(Referring expression pointing data)
++++++++++++++++++++

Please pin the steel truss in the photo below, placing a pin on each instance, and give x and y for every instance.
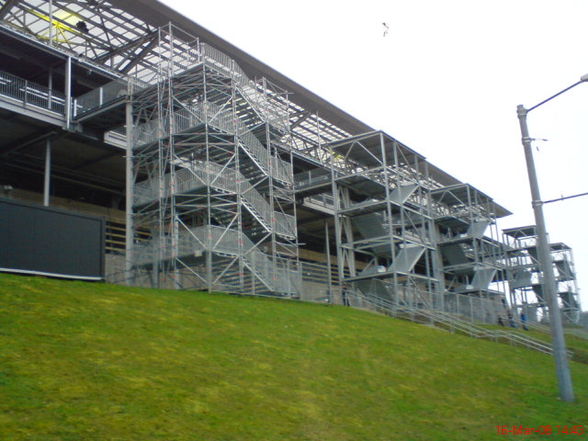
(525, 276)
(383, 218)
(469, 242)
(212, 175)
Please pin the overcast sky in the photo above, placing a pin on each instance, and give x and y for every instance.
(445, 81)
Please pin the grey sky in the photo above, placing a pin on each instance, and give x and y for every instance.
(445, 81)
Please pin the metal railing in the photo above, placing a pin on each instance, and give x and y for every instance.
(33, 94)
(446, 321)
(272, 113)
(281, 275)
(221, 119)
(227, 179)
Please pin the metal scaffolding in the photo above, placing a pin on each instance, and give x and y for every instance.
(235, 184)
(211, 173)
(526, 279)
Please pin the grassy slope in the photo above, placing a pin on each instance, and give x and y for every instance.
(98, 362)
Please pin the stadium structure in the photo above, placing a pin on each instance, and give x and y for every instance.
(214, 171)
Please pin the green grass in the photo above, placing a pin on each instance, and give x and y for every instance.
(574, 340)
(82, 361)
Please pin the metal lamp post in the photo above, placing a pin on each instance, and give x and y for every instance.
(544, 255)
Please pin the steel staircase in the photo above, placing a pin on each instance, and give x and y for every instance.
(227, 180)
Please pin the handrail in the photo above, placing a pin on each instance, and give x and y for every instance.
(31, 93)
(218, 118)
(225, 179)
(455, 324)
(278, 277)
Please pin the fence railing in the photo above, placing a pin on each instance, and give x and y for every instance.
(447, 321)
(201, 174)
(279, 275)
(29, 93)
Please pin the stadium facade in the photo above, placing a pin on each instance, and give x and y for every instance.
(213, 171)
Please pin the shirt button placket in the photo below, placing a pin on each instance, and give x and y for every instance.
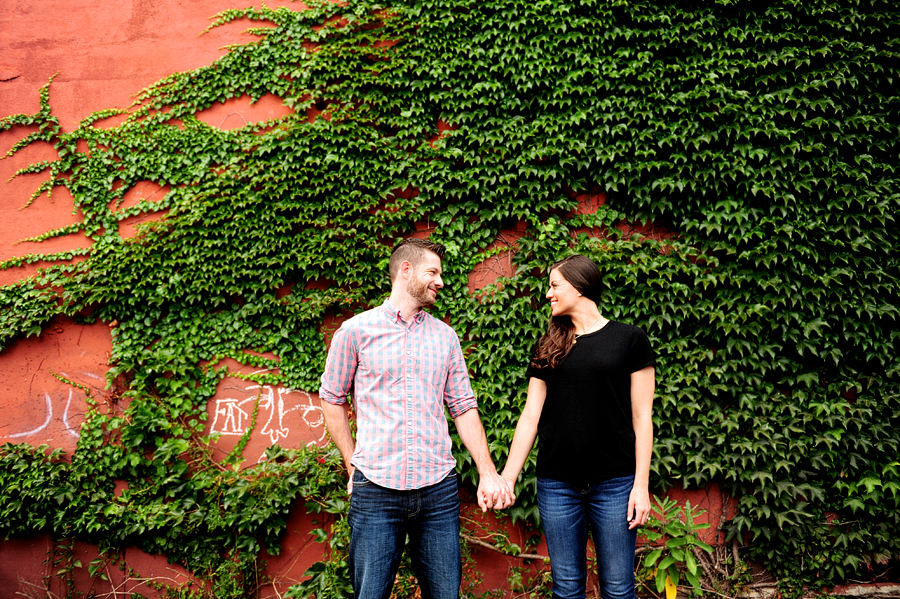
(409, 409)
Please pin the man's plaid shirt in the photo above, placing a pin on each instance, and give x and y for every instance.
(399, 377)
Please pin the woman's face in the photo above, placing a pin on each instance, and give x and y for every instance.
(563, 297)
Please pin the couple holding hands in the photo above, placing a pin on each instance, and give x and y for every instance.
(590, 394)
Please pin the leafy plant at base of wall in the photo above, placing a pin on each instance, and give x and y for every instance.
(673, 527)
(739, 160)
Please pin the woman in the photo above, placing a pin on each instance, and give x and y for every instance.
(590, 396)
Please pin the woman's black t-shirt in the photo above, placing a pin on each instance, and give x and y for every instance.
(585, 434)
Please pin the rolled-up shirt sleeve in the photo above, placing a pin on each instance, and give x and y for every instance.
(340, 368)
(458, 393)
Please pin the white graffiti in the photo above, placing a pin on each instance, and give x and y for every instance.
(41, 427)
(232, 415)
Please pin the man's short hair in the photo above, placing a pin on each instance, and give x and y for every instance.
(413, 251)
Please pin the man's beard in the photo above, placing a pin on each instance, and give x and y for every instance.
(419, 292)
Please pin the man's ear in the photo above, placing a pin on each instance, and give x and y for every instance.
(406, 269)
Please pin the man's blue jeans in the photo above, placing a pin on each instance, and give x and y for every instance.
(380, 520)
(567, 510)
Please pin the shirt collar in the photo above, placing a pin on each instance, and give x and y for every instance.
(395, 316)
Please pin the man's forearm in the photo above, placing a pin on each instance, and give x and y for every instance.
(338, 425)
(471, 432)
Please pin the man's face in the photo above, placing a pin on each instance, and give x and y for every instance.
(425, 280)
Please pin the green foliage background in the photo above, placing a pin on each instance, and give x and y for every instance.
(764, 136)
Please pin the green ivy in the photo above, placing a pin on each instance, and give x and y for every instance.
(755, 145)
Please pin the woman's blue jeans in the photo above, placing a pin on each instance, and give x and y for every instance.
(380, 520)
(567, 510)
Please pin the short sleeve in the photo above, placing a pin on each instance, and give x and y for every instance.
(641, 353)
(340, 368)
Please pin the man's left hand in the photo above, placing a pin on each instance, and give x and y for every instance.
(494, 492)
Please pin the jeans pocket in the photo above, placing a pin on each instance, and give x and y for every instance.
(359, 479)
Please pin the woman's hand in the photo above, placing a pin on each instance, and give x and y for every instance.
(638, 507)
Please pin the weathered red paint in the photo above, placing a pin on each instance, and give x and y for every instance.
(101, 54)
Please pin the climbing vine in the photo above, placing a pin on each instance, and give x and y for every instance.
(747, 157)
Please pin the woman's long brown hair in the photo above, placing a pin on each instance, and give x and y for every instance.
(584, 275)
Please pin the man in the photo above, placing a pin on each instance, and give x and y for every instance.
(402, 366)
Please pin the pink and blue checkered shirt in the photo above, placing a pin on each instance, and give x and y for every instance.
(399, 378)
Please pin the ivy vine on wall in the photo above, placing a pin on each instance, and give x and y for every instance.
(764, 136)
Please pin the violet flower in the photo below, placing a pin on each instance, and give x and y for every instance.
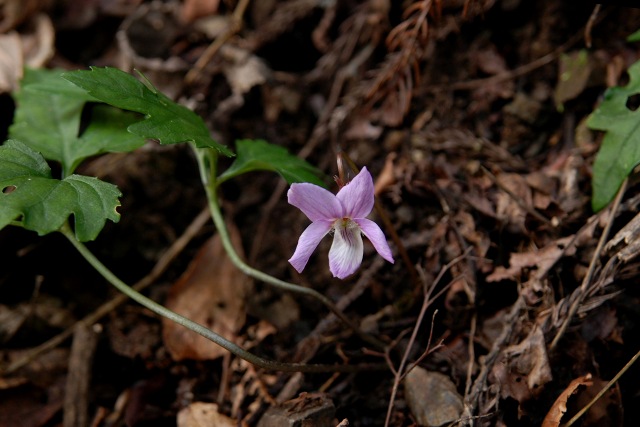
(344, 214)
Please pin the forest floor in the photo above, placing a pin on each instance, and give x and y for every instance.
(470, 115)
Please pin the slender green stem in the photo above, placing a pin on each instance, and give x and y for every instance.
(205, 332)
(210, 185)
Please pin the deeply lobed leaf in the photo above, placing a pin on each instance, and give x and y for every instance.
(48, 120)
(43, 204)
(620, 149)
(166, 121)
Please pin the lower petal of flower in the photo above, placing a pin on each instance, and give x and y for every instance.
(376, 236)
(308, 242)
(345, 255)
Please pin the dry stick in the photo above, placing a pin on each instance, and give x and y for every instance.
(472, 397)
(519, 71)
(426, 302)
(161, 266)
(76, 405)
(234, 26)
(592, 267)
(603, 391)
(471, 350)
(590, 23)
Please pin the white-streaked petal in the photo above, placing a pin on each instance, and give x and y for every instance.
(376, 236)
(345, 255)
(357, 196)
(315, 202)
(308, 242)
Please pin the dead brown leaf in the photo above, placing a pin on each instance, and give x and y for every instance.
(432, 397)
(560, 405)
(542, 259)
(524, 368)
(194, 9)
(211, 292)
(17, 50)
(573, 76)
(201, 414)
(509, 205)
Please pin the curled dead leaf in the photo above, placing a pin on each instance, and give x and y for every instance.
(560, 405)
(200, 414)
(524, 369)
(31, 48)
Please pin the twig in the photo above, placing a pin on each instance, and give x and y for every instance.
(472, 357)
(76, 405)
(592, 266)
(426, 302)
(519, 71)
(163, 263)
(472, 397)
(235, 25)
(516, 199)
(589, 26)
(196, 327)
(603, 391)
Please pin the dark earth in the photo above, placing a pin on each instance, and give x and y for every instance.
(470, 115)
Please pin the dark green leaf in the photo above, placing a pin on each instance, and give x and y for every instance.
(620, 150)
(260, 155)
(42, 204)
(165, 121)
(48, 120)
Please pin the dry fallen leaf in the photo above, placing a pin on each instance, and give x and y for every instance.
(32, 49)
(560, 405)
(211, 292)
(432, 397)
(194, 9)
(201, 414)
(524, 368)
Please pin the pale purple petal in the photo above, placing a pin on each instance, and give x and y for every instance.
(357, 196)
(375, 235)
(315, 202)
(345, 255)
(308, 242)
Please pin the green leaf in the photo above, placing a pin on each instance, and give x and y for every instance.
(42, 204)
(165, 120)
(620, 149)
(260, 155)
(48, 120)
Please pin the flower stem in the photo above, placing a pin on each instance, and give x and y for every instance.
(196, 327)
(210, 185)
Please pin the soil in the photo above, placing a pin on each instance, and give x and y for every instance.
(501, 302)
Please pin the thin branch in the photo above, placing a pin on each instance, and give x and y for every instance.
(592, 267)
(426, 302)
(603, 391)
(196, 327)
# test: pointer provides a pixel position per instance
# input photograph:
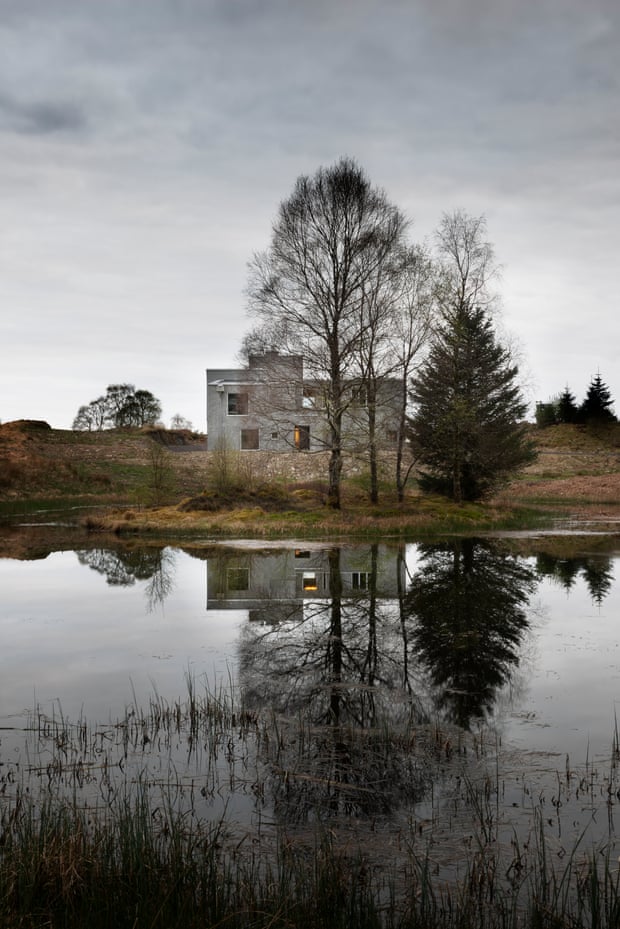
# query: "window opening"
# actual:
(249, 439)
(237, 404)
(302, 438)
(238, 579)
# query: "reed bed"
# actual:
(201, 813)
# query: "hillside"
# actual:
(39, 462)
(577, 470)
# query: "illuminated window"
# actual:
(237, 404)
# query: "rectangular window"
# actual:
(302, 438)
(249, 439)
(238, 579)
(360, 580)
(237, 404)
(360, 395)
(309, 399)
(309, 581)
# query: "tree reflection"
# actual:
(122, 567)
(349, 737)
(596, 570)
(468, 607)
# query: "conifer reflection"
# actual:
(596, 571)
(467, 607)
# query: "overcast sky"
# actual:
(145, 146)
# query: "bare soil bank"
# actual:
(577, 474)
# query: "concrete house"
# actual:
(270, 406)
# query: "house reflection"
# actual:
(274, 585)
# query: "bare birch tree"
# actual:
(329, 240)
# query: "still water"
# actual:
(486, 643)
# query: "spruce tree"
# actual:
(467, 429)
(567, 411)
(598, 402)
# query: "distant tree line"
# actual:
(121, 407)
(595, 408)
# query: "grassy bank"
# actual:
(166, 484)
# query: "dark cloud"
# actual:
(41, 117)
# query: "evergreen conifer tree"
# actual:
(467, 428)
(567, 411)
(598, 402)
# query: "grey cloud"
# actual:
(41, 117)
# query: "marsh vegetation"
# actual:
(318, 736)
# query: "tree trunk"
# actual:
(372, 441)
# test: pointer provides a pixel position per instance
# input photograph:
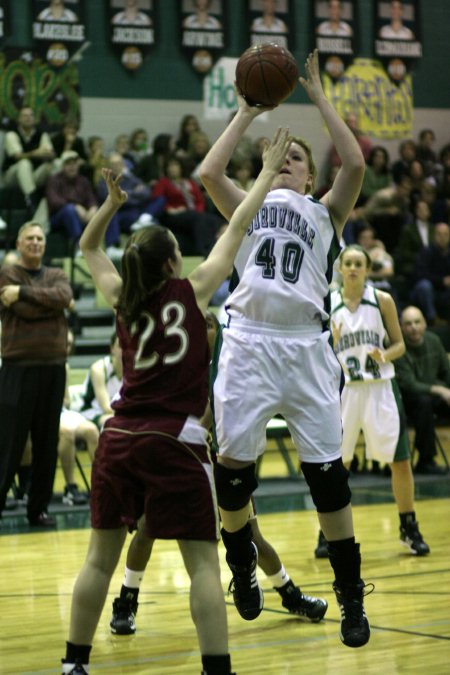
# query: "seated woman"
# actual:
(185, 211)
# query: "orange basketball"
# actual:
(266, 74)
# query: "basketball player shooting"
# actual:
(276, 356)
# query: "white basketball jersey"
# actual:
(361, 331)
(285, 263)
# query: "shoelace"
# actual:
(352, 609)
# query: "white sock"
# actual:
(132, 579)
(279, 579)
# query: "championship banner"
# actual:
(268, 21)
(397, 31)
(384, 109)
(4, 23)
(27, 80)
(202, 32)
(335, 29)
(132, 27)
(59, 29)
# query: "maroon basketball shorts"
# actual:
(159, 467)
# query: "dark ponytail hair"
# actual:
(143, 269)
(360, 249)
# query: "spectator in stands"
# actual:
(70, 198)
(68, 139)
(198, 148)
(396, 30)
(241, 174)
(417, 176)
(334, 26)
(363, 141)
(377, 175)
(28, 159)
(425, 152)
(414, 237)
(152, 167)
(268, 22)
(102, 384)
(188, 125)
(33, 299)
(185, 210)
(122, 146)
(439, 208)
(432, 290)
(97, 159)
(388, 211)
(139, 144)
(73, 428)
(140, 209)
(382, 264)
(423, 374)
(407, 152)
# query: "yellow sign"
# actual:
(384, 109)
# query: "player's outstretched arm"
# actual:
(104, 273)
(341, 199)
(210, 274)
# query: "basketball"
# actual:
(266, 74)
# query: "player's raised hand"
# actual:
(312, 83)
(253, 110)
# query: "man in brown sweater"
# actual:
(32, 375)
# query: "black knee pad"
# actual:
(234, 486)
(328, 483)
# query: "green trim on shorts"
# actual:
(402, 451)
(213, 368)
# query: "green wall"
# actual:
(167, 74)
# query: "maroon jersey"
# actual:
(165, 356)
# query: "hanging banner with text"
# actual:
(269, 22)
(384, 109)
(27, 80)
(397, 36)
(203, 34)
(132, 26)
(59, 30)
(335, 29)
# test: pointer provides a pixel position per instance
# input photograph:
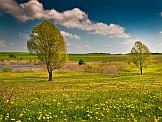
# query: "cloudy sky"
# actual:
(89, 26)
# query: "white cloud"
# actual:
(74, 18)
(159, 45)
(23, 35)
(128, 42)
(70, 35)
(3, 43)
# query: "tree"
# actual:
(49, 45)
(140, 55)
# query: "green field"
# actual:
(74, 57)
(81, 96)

++++++++++++++++++++

■ Task requirements
Copy whichever lines above contain the string "bare".

■ Written response
# query: "bare soil bank"
# query: "bare birch tree"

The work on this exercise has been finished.